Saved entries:
· · · ·

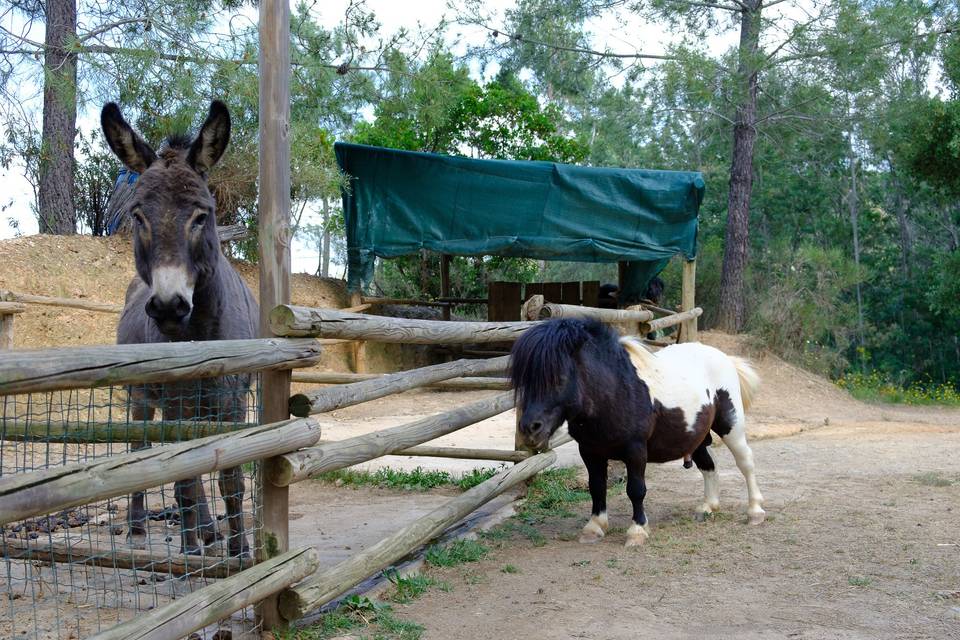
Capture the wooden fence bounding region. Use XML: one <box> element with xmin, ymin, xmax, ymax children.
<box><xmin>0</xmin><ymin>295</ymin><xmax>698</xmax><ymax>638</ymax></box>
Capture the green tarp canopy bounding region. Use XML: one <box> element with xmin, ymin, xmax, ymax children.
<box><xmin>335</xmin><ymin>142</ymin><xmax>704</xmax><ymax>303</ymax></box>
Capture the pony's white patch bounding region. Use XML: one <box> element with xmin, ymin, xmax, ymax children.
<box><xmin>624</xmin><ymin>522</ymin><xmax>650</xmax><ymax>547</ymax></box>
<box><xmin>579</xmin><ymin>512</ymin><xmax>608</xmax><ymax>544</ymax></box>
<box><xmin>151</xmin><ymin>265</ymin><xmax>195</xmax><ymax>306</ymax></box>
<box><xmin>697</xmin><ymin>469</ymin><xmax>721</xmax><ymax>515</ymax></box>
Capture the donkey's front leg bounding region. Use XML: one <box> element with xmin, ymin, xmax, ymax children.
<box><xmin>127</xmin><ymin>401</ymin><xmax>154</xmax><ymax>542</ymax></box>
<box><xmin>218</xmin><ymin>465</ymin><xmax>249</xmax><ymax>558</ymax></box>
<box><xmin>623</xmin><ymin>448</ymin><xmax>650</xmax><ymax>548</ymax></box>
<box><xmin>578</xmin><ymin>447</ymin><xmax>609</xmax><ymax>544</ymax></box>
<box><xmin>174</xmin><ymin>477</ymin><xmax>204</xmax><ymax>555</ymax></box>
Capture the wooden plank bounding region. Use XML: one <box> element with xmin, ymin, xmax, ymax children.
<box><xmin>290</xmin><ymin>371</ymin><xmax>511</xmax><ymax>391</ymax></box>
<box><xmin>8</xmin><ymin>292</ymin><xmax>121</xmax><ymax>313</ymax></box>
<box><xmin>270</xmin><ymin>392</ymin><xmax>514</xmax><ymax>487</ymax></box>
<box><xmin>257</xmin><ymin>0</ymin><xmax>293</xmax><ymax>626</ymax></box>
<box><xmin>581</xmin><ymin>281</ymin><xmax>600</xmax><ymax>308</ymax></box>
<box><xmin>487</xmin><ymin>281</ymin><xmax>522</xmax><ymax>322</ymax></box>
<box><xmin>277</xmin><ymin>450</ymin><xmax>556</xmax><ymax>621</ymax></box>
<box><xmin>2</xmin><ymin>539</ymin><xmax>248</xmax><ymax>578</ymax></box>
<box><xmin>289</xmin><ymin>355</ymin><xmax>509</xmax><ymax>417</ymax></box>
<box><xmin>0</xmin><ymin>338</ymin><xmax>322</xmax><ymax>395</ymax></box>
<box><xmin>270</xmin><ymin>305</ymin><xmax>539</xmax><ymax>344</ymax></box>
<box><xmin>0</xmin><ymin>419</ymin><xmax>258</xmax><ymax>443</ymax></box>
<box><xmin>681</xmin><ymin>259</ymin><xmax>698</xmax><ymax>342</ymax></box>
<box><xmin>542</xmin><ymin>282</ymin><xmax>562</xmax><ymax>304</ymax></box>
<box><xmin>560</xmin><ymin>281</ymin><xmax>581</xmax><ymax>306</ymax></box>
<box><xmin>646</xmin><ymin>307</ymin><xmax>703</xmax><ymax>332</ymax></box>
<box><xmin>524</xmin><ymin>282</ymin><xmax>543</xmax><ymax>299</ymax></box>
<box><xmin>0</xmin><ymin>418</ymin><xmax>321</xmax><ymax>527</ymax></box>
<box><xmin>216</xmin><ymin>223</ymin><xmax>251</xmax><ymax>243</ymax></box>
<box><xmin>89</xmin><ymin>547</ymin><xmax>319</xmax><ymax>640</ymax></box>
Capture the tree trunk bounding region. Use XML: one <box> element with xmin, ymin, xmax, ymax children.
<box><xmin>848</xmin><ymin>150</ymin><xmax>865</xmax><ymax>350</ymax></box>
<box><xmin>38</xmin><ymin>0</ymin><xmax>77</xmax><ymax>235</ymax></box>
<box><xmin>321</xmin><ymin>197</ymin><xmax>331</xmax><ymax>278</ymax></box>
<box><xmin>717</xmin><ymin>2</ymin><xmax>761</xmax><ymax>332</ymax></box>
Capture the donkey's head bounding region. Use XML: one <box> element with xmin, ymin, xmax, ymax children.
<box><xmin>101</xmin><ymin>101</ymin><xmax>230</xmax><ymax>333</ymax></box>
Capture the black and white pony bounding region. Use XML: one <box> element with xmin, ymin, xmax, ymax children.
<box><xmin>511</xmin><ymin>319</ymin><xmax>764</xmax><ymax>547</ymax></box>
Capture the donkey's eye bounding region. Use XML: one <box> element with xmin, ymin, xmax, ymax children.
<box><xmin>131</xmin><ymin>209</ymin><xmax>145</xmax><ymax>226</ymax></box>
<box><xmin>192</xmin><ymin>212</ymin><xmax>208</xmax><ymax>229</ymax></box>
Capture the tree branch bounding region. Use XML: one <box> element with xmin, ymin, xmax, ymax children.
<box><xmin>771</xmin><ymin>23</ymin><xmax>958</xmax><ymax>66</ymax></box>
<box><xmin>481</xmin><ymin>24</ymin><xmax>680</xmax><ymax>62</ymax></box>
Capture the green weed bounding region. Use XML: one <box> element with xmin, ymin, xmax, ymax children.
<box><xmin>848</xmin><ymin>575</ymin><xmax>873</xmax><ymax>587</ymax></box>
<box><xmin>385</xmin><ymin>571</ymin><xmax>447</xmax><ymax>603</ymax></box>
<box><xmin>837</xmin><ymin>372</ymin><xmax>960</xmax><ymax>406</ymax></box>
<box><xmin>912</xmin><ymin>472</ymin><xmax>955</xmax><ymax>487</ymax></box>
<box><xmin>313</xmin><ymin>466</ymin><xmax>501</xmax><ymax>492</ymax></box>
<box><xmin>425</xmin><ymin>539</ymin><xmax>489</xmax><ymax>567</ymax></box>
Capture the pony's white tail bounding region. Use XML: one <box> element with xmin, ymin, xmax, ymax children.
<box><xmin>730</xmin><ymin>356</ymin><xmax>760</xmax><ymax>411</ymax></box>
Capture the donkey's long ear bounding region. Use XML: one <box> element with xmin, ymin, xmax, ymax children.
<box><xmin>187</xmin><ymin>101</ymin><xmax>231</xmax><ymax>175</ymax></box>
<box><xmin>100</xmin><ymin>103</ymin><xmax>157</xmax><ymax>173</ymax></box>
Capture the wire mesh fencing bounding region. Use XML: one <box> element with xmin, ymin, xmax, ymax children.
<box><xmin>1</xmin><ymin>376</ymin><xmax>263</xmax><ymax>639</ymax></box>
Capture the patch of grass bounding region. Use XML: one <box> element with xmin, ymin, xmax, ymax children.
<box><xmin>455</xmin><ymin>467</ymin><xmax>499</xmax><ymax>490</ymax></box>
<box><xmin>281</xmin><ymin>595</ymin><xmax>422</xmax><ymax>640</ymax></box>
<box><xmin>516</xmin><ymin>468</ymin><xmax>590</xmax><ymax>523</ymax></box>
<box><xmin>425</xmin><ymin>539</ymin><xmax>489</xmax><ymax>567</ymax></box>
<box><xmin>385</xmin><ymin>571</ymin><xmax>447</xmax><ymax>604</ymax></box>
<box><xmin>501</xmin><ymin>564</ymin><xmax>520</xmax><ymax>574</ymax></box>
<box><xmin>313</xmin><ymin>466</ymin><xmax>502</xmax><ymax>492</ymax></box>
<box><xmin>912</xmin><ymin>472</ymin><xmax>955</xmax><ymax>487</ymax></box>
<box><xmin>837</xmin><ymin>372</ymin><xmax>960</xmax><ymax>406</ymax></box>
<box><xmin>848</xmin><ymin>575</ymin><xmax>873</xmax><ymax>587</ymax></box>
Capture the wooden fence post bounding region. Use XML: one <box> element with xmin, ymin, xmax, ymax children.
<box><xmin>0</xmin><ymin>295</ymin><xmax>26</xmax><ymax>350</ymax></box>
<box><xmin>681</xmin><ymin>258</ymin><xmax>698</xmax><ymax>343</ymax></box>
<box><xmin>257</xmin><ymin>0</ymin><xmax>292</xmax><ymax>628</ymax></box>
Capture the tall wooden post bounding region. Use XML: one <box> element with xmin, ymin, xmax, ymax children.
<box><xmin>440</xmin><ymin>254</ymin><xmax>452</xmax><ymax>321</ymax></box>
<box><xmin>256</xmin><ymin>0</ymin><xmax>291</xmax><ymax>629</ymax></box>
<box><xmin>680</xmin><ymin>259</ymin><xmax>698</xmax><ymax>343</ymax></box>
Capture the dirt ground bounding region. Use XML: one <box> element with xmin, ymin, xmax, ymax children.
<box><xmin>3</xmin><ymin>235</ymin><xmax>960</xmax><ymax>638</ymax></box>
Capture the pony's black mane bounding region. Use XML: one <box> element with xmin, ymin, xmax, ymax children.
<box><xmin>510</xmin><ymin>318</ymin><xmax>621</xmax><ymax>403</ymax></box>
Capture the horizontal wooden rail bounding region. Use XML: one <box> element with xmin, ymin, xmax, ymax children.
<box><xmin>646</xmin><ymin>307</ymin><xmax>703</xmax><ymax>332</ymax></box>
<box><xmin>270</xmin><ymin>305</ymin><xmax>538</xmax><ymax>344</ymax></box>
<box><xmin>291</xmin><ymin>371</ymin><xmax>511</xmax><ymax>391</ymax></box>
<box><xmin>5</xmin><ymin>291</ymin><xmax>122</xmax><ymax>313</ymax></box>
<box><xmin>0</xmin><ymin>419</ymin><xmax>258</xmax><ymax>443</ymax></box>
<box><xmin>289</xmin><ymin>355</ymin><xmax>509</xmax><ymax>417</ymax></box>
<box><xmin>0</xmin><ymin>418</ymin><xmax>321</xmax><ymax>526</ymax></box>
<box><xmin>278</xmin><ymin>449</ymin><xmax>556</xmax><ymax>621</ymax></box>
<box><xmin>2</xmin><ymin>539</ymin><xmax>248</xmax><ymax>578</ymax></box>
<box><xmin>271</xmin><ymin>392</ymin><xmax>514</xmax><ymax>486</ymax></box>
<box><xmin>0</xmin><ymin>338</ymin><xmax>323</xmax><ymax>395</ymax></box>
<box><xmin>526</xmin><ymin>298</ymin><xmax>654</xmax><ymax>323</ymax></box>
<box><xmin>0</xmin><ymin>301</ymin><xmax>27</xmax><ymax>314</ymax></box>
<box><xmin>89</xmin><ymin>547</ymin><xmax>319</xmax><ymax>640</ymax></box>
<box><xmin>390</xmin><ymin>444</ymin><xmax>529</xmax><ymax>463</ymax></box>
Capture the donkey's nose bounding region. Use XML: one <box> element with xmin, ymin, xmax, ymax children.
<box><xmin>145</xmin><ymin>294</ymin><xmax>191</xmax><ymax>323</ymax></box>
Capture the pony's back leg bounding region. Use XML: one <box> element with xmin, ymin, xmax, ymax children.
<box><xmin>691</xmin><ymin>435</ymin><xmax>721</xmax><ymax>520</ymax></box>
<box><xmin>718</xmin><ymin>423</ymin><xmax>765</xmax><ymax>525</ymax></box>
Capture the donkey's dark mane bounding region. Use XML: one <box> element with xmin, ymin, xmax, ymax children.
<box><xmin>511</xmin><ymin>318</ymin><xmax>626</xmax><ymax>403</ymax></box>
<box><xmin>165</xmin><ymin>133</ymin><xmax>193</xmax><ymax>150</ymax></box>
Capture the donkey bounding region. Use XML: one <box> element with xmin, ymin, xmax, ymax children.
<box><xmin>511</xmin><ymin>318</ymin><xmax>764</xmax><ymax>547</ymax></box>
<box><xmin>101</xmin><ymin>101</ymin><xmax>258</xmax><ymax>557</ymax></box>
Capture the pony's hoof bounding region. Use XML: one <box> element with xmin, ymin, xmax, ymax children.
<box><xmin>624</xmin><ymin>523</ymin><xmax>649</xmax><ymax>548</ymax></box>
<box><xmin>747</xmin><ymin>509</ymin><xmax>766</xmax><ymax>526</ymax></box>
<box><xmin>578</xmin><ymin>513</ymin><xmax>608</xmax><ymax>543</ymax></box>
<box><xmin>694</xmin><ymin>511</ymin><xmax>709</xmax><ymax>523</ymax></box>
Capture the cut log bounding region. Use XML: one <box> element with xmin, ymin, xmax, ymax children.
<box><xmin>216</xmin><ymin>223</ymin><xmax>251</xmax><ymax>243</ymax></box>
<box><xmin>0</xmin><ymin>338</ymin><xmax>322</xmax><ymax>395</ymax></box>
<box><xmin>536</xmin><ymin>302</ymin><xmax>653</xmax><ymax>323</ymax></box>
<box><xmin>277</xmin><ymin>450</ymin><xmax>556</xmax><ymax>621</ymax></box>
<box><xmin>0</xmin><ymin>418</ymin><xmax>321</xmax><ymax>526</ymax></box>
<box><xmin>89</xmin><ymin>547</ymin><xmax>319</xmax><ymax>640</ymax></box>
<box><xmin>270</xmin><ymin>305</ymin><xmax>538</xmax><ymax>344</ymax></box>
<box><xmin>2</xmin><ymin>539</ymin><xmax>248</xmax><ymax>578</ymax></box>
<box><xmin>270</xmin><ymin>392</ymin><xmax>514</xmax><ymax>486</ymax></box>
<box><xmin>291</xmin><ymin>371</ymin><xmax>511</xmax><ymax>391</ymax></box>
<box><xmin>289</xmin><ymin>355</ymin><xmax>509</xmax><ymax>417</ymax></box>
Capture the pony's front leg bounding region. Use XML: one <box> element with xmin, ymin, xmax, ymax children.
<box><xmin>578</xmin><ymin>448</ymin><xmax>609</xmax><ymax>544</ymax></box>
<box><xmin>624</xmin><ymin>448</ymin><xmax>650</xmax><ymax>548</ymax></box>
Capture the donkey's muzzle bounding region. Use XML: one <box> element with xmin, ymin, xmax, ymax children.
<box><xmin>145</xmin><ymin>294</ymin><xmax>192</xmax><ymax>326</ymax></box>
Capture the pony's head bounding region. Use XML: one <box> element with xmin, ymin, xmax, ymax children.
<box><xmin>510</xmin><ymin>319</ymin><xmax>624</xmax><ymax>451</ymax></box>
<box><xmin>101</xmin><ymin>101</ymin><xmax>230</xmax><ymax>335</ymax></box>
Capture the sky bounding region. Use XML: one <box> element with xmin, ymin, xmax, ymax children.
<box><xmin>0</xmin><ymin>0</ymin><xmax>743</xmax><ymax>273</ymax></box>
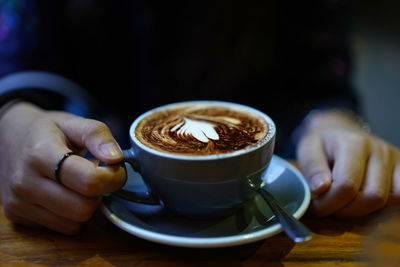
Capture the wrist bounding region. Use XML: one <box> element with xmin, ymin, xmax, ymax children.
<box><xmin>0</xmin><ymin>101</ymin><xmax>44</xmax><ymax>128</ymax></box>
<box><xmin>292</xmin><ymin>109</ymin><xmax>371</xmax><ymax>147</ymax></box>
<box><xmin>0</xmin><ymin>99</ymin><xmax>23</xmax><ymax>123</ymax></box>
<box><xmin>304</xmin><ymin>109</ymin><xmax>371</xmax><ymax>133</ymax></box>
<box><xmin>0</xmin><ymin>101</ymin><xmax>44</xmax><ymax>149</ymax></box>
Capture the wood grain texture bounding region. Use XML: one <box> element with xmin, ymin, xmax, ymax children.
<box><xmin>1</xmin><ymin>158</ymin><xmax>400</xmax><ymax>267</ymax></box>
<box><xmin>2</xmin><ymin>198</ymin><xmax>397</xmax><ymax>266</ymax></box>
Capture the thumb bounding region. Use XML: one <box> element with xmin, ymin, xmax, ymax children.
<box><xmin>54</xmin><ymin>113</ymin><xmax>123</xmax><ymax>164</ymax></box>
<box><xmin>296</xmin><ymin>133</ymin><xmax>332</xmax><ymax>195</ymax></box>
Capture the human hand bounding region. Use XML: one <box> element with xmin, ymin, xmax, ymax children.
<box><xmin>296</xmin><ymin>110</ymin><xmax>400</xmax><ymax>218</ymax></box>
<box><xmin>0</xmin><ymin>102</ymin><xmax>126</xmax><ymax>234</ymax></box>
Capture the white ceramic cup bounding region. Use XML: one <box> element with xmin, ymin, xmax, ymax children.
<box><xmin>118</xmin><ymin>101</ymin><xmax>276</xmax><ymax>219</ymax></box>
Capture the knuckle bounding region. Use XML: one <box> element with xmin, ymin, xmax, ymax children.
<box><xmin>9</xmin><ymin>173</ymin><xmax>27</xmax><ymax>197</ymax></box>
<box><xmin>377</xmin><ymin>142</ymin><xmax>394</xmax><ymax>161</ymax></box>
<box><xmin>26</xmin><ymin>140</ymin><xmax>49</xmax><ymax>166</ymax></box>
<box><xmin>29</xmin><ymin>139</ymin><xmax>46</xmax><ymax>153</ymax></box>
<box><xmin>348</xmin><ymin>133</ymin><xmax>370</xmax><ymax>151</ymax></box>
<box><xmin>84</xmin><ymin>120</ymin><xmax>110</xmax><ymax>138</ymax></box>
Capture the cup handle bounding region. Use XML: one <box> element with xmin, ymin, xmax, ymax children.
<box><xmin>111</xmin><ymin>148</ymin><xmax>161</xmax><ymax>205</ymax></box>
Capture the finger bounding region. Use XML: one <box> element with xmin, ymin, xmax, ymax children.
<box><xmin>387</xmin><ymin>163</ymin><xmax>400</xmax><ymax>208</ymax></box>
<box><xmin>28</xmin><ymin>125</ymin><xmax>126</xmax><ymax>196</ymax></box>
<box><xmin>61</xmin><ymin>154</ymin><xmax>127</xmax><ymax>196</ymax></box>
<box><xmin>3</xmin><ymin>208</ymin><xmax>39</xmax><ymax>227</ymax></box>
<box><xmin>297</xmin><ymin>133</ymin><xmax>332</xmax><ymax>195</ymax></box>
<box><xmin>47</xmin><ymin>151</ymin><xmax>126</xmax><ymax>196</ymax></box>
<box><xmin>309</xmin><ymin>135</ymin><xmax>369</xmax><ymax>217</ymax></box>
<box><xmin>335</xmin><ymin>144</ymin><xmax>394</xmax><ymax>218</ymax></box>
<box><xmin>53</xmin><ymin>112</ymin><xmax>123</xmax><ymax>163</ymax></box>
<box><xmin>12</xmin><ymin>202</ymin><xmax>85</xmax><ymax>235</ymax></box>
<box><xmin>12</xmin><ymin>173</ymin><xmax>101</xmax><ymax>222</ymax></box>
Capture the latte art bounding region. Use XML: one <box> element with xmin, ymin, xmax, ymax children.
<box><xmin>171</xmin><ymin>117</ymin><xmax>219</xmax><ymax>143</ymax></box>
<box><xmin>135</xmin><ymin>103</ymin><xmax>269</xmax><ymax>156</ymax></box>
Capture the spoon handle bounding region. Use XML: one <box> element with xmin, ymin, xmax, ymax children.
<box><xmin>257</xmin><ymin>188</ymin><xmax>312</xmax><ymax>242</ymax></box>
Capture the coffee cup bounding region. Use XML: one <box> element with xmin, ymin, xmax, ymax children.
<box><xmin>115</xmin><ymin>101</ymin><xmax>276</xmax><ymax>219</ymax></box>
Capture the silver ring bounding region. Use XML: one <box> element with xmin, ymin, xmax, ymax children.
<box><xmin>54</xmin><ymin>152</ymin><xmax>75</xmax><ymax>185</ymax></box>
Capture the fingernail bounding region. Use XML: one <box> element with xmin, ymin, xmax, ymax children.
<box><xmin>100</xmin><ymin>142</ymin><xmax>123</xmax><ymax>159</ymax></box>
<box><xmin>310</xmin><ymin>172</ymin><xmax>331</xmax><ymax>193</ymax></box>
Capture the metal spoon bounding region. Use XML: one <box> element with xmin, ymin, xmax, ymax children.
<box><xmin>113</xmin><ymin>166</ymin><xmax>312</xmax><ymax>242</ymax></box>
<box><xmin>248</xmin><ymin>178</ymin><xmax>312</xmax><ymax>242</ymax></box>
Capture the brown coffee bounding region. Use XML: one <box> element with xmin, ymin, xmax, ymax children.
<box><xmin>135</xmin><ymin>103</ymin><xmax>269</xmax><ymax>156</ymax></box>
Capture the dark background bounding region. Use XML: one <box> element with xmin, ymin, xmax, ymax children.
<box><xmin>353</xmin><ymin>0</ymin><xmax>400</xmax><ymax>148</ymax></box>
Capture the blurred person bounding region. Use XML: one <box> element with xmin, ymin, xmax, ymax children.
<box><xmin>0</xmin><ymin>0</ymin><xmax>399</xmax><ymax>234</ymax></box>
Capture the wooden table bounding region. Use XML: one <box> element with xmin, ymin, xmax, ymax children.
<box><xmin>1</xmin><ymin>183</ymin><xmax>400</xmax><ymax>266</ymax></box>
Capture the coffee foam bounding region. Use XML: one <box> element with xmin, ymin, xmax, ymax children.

· · · ·

● TASK DIRECTIONS:
After locating the line containing "Capture the latte", write out that line and all remaining lines of the records exactly, with nothing added.

● RESPONSE AREA:
Capture the latte art bounding region. Use XML: one <box> element with xmin, ymin, xmax, ymax children.
<box><xmin>171</xmin><ymin>117</ymin><xmax>219</xmax><ymax>143</ymax></box>
<box><xmin>135</xmin><ymin>103</ymin><xmax>269</xmax><ymax>156</ymax></box>
Capture the spoon handle bounding region. Use XML: one <box> element with xmin, ymin, xmax, ymax children.
<box><xmin>257</xmin><ymin>188</ymin><xmax>312</xmax><ymax>242</ymax></box>
Capture the coffee cup bounding region. Use XML: one <box> element with xmin, ymin, xmax, ymax children.
<box><xmin>115</xmin><ymin>101</ymin><xmax>276</xmax><ymax>219</ymax></box>
Capture the silver ring bounding region. Use XML: one <box> element with xmin, ymin, xmax, ymax children.
<box><xmin>54</xmin><ymin>152</ymin><xmax>75</xmax><ymax>185</ymax></box>
Capture the fingernail bounding region. Use XML: one <box> element with xmin, ymin, xmax, ymax children.
<box><xmin>100</xmin><ymin>142</ymin><xmax>123</xmax><ymax>159</ymax></box>
<box><xmin>310</xmin><ymin>172</ymin><xmax>331</xmax><ymax>193</ymax></box>
Capture the metal spoon bounding region. Use XML: one <box> element with xmin, ymin, xmax, ymax children.
<box><xmin>113</xmin><ymin>166</ymin><xmax>312</xmax><ymax>242</ymax></box>
<box><xmin>248</xmin><ymin>178</ymin><xmax>312</xmax><ymax>242</ymax></box>
Capture the brown coffee bounding region. Use XML: one <box> element with xmin, ymin, xmax, ymax children.
<box><xmin>135</xmin><ymin>103</ymin><xmax>269</xmax><ymax>156</ymax></box>
Capture the dark background bounding region. Use XML: one <box> element with xmin, ymin, xmax, ymax children.
<box><xmin>353</xmin><ymin>0</ymin><xmax>400</xmax><ymax>148</ymax></box>
Capture the blurred person bounding region. Use XML: one <box> element with xmin, ymin, xmax, ymax children.
<box><xmin>0</xmin><ymin>0</ymin><xmax>399</xmax><ymax>234</ymax></box>
Capture the wooden table bounding region. Use XML: one <box> element with xmin, ymin, xmax, ymax children.
<box><xmin>1</xmin><ymin>183</ymin><xmax>400</xmax><ymax>266</ymax></box>
Capture the coffee foam bounding region. Use XML: one <box> element with xmin, ymin, xmax, ymax children.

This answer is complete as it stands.